#### Input for this task
——————

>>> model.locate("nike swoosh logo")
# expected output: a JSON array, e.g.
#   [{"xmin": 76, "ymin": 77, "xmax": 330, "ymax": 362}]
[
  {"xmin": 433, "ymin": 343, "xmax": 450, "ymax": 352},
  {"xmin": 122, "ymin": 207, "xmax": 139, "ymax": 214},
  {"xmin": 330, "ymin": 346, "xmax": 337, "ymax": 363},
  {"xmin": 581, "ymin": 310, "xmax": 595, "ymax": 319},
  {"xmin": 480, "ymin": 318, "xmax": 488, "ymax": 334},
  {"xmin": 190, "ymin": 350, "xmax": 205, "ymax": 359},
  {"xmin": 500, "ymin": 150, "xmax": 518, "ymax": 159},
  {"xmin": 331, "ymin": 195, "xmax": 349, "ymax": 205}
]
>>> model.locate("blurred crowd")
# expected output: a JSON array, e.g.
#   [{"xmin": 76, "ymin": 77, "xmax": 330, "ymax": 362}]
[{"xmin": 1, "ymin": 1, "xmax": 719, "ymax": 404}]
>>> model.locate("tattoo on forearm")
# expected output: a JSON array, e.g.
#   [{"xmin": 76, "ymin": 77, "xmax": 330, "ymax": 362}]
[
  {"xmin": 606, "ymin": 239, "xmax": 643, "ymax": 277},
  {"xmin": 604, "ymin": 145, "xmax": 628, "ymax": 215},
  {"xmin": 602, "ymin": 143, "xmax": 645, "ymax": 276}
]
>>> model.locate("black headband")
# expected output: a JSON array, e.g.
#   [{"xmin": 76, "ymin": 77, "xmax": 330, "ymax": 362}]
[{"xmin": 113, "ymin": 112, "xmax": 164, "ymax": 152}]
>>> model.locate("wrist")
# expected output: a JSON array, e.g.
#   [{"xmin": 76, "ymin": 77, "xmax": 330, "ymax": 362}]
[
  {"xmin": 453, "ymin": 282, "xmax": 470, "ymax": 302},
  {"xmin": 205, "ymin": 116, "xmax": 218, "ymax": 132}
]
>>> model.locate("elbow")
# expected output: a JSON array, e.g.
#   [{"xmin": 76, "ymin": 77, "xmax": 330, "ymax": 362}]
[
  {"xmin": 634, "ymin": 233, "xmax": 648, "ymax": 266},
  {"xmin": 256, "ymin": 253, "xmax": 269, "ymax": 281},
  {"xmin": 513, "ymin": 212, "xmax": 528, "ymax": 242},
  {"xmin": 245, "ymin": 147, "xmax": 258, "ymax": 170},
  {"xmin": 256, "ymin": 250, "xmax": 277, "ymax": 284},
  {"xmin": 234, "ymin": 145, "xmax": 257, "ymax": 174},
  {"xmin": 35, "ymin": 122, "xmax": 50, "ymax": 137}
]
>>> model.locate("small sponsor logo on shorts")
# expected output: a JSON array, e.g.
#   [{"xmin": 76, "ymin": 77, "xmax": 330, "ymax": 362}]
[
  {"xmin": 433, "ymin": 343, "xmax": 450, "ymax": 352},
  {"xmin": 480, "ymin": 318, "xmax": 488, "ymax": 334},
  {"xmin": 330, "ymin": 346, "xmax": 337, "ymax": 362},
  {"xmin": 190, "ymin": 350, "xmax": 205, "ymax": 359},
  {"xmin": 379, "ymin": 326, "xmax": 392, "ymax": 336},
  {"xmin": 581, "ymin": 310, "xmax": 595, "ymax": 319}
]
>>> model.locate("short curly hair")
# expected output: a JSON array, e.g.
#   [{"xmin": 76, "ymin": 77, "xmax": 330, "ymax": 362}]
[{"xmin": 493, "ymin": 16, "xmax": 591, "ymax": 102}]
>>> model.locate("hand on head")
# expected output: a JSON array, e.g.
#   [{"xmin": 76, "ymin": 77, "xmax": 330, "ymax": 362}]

——————

#### About this task
Scan the records above for the word "model". Show each line in which it appears.

#### Result for this exercise
>>> model.locate("nike swoosh logo")
>>> model.locate("blurred crowd")
>>> model.locate("tattoo on forearm")
>>> model.locate("black headband")
>>> model.locate("wrist")
>>> model.locate("elbow")
>>> model.locate("small sponsor logo on shorts")
>>> model.locate("short curly hair")
>>> model.locate("hand on head")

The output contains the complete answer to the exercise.